-- START OF Source data --

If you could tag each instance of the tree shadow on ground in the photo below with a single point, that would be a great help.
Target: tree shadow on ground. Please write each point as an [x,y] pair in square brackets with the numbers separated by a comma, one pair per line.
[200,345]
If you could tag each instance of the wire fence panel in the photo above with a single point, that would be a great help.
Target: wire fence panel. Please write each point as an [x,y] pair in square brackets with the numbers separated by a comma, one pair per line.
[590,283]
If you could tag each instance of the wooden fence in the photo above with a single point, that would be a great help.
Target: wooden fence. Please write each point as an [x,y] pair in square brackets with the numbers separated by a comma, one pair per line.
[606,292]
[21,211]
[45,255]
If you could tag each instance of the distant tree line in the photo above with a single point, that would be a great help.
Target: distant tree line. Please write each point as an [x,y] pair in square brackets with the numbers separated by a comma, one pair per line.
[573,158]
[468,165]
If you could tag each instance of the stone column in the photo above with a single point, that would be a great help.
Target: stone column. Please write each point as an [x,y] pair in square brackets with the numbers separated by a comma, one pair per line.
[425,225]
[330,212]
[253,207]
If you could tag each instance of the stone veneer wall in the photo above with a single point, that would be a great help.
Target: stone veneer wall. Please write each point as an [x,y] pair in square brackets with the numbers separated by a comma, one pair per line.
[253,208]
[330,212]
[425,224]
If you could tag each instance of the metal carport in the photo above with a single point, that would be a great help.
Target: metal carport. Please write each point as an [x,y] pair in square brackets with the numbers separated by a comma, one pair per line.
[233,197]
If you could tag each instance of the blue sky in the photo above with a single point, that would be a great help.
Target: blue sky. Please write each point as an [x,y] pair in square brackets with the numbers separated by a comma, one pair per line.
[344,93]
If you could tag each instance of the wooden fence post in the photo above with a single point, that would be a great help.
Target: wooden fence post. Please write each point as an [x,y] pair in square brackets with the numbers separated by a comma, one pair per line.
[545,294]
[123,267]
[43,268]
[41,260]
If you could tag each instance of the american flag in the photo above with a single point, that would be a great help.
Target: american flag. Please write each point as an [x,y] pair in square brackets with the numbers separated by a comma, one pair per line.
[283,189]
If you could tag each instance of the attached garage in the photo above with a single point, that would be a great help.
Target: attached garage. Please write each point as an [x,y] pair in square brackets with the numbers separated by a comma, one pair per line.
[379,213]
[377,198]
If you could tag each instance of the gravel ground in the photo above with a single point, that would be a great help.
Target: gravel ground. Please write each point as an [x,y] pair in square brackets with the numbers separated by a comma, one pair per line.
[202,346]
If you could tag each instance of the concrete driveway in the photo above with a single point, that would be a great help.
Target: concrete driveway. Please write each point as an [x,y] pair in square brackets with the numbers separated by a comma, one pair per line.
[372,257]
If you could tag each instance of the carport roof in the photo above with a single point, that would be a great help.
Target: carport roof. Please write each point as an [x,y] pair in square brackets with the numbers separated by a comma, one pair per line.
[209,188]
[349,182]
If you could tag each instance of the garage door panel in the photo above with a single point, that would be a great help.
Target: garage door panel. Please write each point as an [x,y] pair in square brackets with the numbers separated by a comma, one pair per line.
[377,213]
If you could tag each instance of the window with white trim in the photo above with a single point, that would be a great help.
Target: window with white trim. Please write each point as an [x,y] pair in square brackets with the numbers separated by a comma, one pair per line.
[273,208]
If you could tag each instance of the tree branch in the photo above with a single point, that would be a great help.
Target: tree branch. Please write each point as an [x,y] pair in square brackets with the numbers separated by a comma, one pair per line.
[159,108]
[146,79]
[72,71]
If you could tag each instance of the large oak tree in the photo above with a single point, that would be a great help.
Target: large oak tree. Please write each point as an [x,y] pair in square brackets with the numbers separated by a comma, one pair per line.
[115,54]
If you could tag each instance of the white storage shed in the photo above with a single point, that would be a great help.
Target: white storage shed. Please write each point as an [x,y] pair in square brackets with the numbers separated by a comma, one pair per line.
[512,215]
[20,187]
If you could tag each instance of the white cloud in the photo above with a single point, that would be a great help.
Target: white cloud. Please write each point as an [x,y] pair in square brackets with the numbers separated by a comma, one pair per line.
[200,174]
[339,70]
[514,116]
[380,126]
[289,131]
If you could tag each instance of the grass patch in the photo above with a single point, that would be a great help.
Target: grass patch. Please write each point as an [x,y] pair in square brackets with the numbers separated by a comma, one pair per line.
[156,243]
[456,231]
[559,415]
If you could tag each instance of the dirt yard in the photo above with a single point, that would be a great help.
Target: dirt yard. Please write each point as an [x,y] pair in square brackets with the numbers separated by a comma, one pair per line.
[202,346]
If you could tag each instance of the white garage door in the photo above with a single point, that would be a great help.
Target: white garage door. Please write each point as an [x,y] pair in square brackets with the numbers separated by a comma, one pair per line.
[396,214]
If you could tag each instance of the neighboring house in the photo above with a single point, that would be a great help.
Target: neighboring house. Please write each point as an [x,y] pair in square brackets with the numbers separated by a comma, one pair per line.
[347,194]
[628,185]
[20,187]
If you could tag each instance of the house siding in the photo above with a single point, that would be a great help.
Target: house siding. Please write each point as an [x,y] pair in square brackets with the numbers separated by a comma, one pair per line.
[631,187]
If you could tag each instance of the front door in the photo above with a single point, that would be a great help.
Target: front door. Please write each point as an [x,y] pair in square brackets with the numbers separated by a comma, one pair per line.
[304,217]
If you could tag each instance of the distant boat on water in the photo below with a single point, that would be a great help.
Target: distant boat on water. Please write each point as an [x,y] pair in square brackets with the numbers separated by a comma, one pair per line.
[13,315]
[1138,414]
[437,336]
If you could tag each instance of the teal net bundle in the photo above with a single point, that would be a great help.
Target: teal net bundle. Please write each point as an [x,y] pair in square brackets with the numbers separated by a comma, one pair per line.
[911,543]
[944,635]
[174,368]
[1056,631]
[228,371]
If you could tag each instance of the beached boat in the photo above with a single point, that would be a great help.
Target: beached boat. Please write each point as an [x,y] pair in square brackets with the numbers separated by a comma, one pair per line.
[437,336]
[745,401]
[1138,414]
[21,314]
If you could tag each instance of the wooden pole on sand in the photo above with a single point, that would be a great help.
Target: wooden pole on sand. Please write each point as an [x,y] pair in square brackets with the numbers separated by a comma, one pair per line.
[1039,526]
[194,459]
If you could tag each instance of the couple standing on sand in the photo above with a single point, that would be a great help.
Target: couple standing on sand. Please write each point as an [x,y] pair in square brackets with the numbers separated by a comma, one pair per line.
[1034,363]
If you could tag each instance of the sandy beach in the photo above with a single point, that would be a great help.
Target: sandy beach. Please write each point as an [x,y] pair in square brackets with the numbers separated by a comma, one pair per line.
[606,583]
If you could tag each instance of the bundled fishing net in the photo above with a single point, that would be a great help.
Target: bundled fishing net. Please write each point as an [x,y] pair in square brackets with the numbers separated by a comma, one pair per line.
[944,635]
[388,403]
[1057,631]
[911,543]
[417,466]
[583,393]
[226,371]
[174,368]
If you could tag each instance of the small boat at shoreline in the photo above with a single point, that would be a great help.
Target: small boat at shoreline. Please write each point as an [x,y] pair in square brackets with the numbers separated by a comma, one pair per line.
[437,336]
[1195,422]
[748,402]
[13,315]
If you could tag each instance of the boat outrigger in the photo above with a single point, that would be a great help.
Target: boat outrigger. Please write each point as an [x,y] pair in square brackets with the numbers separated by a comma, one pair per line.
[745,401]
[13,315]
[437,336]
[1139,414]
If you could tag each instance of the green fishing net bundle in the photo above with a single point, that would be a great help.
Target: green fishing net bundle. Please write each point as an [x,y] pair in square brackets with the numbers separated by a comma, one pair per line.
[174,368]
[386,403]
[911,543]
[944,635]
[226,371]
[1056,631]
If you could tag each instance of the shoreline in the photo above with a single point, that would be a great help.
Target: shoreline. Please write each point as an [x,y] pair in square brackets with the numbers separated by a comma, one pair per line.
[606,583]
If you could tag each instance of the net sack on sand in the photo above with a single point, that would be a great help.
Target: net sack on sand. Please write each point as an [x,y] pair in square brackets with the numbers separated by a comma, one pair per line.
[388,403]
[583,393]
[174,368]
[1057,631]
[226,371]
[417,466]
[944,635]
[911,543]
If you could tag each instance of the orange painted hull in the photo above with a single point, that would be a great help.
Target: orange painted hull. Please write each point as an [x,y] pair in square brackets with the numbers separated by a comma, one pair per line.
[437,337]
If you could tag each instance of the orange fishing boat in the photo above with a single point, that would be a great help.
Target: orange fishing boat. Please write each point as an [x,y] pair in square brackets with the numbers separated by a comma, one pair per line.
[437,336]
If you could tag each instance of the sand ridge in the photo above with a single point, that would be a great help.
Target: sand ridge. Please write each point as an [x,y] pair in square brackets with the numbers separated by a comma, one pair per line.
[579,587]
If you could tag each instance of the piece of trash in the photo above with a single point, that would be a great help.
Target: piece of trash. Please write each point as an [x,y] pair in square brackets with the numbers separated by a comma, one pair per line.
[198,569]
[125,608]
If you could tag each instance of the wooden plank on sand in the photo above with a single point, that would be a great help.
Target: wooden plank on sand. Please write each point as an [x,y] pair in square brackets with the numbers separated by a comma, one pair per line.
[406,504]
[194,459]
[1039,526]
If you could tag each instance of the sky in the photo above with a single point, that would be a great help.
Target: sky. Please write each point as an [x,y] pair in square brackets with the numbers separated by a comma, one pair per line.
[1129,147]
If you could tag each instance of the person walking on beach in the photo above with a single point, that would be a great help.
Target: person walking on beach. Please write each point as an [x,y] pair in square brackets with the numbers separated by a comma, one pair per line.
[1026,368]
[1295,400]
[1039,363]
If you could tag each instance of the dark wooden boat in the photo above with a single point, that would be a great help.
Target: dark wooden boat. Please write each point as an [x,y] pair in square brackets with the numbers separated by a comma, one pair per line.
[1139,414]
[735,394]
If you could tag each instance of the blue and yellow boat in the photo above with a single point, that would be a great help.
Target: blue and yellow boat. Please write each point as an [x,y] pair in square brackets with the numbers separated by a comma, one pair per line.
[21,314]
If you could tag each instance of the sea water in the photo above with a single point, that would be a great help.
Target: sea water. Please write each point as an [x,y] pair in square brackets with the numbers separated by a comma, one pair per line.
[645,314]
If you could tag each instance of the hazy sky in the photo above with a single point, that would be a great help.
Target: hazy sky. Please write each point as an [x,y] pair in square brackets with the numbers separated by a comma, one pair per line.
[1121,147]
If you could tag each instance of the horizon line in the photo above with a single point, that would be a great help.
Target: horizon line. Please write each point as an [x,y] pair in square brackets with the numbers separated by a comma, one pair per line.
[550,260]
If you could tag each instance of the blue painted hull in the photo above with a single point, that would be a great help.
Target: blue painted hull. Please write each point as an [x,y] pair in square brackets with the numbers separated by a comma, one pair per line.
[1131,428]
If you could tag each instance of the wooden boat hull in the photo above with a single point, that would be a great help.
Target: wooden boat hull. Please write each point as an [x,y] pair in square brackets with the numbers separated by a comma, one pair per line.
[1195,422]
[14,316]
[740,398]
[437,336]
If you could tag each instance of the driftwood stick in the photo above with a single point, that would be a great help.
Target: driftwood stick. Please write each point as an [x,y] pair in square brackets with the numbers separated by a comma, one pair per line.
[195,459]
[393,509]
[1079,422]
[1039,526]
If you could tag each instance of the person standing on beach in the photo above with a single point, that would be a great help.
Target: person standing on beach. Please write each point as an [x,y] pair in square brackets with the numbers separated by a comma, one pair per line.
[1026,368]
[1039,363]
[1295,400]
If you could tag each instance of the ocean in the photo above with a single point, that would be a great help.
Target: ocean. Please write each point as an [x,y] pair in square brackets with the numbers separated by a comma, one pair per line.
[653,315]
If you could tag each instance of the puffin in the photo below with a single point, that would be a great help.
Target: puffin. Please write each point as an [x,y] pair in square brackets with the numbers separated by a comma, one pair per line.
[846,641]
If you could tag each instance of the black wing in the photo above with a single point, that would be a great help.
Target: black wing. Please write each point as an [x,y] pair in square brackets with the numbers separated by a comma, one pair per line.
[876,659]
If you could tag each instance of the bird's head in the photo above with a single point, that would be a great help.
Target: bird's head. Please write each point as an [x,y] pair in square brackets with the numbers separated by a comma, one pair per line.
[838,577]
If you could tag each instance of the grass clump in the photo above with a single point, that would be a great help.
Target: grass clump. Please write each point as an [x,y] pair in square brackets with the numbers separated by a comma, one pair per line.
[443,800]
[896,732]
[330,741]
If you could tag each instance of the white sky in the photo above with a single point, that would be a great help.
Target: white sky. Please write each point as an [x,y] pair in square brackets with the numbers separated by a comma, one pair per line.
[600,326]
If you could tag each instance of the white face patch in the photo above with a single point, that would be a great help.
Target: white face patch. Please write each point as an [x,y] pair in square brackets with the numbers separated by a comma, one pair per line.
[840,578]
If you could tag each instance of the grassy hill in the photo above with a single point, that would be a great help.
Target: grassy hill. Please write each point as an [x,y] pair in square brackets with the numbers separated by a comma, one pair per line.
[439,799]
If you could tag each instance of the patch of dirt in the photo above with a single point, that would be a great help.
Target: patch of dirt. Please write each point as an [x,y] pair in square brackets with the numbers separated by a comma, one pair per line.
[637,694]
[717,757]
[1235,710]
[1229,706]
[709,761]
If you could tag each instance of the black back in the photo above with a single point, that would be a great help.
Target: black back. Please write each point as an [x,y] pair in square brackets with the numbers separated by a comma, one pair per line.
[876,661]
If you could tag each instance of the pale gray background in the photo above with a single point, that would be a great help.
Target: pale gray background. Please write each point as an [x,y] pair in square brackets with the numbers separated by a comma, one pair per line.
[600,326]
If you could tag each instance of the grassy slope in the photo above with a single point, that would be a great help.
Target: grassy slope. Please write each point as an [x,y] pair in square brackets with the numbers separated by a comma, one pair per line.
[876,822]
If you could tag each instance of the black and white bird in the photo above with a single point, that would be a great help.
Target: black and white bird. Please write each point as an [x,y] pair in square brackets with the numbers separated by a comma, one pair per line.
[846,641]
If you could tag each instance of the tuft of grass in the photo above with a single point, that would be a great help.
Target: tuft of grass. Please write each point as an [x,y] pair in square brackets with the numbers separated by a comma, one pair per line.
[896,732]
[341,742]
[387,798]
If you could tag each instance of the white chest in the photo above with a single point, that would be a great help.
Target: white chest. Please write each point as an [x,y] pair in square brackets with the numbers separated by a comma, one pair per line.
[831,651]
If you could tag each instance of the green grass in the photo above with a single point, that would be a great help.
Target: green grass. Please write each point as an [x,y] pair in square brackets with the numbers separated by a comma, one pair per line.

-- END OF Source data --

▶ _Short problem_:
Extract exactly the lines between the line containing "If you could tag each instance of the tuft" and the end of the data, including both.

▶ _Solution_:
If you could tag each instance of the tuft of grass in the photo above with a single point, that would be a great help.
Target: tuft of grass. Please write each point as an [x,y] pair in square brackets with the numbers separated by a comma, one pair per line.
[896,732]
[341,742]
[387,798]
If you could tag each instance of the white chest in the photo above with a single point, that would be a great help.
Target: white chest. Please write each point as an [x,y] pair in square brackets with the numbers separated by a comma, one pair per line.
[831,651]
If you could tag each instance of the green grass in the photo above with a single point, that would be a great help.
Target: green grass. Please write each point as an [x,y] pair in square brackets with the numbers separated by a comma, one pair per line.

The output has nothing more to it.